"Your Baby Is One Day Old"
Thus reads my handy-dandy baby counter on the sidebar of my blog. Funny. I don't recall giving birth. Oh, wait, that's because I HAVEN'T. That baby counter is a LIAR!
I am still very much pregnant, very much huge, and if that isn't exciting enough for you, add to that list the fact that I have developed PUPPP (Pruritic Urticarial Papules and Plaques of Pregnancy). This is a fancy-schmancy acronym that really just means my entire body is covered in red bumps, and each red bump itches like it is a mosquito bite the size of Texas. It started with an itchy belly, but soon became an itchy body. I am looking stellar these days, let me tell you. My mom offered to take pictures of my delightful rash, but I will save you the visual. If you're dying to see (I do not recommend eating before hand), do a google image search and knock yourself out. The pictures are pretty true to life.
These are the things I have been doing to relieve aforementioned rash:
--Covering my entire body in Calamine lotion
--Covering my entire body in refrigerated Milk of Magnesia
--Soaking in Oatmeal Baths
--Lying naked in bed, trying not to cry
--Lying naked in bed, crying
--Sporting any clothing I can find that resembles a muumuu, so it won't touch my intensely itching skin
--Screaming, "I'M GOING TO KILL SOMEONE!" when the itching becomes severe
--Complaining. A lot.
--Trying to coax The Saucer out with verbal cues, some more aggressively stated than others
--Searching the Internet for potential cures without too much luck . . . UNTIL . . .
I heard about this:
Upon returning home, I showered.
I showered again, later.
I intend to scrub with this stuff multiple times today.
On the back of the box, Grandpa has this to say about his soap: "There are no added colors or fragrances to mask the rich brown color and distinctive scent of natural Pine Tar Oil." So, what does that mean exactly?
It means it smells like a campfire.

(Data for review)
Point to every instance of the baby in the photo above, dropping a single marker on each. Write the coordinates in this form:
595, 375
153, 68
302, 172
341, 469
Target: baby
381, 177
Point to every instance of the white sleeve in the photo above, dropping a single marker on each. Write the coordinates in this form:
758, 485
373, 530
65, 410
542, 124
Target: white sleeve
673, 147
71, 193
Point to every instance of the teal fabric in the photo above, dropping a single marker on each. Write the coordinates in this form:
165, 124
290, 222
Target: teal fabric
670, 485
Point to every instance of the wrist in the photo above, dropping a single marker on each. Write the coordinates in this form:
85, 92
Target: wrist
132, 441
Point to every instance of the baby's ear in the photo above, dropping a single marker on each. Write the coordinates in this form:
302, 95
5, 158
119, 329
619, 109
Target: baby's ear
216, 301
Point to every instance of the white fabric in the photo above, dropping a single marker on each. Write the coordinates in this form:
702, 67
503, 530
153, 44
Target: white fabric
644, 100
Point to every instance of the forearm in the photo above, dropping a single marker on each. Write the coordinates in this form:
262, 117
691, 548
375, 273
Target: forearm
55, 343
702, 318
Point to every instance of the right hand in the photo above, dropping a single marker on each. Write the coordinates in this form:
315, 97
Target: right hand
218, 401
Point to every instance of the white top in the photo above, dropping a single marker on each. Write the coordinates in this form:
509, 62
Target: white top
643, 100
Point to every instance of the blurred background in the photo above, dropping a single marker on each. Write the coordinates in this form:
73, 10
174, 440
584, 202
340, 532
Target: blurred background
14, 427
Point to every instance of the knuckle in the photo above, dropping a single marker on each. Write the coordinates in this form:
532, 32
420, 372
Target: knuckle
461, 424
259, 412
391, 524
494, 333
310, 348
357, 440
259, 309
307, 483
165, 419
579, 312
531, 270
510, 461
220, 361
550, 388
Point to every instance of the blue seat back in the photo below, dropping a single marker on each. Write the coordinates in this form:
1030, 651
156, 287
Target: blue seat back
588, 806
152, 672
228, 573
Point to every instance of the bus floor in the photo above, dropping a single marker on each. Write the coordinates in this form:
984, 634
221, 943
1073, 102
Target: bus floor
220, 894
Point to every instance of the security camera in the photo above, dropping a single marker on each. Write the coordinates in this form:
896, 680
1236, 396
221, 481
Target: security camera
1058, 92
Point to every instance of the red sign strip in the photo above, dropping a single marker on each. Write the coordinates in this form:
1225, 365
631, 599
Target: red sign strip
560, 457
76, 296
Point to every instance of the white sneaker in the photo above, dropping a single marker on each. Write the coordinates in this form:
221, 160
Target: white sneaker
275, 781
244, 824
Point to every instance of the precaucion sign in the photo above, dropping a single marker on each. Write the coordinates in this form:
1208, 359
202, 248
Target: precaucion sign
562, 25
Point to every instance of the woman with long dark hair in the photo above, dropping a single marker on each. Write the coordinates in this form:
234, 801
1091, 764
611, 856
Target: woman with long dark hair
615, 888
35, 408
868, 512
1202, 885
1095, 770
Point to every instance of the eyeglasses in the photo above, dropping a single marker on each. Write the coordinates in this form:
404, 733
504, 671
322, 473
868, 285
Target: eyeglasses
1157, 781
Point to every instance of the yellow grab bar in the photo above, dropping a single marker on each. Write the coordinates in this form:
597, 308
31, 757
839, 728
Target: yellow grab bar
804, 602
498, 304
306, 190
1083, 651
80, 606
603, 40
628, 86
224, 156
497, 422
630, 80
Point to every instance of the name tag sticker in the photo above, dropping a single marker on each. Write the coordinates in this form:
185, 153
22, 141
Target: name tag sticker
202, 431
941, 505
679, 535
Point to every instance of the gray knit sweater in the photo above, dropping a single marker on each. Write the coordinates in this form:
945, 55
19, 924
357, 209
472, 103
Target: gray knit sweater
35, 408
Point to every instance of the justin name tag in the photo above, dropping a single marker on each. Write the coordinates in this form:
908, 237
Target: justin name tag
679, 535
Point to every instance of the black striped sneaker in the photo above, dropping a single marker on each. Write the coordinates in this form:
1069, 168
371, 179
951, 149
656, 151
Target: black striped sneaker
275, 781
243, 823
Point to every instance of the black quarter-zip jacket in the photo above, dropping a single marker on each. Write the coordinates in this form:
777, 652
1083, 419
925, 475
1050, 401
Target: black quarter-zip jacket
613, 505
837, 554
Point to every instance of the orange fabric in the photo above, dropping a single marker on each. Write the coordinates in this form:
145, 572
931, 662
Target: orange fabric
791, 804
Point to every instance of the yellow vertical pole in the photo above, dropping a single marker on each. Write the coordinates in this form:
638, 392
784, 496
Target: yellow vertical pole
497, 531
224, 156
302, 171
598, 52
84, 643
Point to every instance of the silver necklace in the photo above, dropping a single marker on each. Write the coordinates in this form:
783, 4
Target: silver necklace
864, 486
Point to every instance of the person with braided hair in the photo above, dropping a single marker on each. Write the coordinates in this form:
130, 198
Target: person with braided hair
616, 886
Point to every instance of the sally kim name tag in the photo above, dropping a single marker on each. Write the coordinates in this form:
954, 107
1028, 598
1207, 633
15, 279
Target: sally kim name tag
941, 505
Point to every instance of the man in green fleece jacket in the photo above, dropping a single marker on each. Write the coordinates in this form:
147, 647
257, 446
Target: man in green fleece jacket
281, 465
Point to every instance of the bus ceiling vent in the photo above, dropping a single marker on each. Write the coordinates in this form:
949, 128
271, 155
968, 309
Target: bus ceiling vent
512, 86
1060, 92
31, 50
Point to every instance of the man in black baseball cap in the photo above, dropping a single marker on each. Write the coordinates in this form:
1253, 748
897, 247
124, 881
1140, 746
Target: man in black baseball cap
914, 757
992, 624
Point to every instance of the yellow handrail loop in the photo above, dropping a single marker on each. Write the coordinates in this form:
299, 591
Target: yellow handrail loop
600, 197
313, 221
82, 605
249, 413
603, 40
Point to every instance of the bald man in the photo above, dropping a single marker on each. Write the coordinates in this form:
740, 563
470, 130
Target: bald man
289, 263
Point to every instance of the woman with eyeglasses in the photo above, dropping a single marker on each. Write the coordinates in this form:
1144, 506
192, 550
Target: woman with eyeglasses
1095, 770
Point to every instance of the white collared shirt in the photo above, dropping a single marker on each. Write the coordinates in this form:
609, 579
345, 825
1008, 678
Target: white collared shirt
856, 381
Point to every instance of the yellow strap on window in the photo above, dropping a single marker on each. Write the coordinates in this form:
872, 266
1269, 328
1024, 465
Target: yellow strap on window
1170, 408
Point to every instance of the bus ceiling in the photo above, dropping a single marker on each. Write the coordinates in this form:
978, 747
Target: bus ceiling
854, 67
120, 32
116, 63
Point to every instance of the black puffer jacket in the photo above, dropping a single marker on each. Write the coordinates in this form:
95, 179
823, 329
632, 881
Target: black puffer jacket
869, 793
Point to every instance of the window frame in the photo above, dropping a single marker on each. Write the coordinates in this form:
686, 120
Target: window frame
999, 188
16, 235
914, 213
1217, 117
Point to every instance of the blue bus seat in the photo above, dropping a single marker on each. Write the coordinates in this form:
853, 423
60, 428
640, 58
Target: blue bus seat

(What is expected)
The pregnancy blog post lists things the writer did to relieve the rash. From that list, name every product the writer covered the body in or soaked in.

(Response to this task)
- Calamine lotion
- Refrigerated Milk of Magnesia
- Oatmeal baths